#### [Job]
Render the records as a Markdown table with the columns Row and Line, starting at the line that contains "Practice. Locate the roadside" and ending at the last line of the records, and leave out any blank lines.

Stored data
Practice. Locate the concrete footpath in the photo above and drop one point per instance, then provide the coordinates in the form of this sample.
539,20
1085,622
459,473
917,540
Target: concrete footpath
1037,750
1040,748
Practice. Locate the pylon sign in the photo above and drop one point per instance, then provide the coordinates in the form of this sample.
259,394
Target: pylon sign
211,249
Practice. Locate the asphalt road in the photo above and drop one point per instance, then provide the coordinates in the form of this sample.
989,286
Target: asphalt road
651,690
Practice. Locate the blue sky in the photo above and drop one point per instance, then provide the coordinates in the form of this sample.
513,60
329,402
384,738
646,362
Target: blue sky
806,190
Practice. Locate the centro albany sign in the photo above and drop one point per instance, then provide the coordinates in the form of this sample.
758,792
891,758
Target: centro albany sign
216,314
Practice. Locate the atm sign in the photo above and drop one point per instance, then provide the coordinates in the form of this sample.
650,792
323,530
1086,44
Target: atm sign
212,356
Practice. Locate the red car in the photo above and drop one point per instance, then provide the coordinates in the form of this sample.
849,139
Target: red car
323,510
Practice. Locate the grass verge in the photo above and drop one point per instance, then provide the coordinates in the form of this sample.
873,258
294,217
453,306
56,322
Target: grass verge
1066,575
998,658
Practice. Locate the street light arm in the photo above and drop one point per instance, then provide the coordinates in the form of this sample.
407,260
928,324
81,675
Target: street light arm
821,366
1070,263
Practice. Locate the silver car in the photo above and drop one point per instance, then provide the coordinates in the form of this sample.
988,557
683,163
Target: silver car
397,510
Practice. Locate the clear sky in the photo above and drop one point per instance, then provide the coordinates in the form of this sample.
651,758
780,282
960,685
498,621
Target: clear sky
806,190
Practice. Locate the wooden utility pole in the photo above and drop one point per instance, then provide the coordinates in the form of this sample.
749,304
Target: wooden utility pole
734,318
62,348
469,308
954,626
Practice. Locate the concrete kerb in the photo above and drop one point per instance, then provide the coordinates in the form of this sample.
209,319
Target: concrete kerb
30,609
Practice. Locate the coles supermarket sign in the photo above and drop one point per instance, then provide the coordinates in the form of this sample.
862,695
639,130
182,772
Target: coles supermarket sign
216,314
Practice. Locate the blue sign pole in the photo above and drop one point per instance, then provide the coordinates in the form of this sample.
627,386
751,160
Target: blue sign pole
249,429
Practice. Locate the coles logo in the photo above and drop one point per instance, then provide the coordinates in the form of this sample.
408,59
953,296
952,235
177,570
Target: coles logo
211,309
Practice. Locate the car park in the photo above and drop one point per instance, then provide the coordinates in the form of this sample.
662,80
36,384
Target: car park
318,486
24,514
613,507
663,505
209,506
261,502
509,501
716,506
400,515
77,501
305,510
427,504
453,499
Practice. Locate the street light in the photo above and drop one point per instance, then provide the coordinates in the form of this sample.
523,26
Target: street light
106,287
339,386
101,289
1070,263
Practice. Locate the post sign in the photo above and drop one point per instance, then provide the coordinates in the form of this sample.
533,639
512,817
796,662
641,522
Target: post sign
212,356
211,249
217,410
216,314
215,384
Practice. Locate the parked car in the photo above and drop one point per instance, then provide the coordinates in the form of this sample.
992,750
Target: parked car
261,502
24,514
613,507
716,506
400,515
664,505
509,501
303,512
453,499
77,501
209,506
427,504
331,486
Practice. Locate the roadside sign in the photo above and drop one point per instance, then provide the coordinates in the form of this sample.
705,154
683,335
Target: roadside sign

#### [Response to this task]
| Row | Line |
|---|---|
| 1 | Practice. Locate the roadside sign in the photo above and drop one point per instance, then provide the coordinates in the form of this sample. |
| 2 | 705,154 |
| 3 | 683,335 |
| 4 | Target: roadside sign |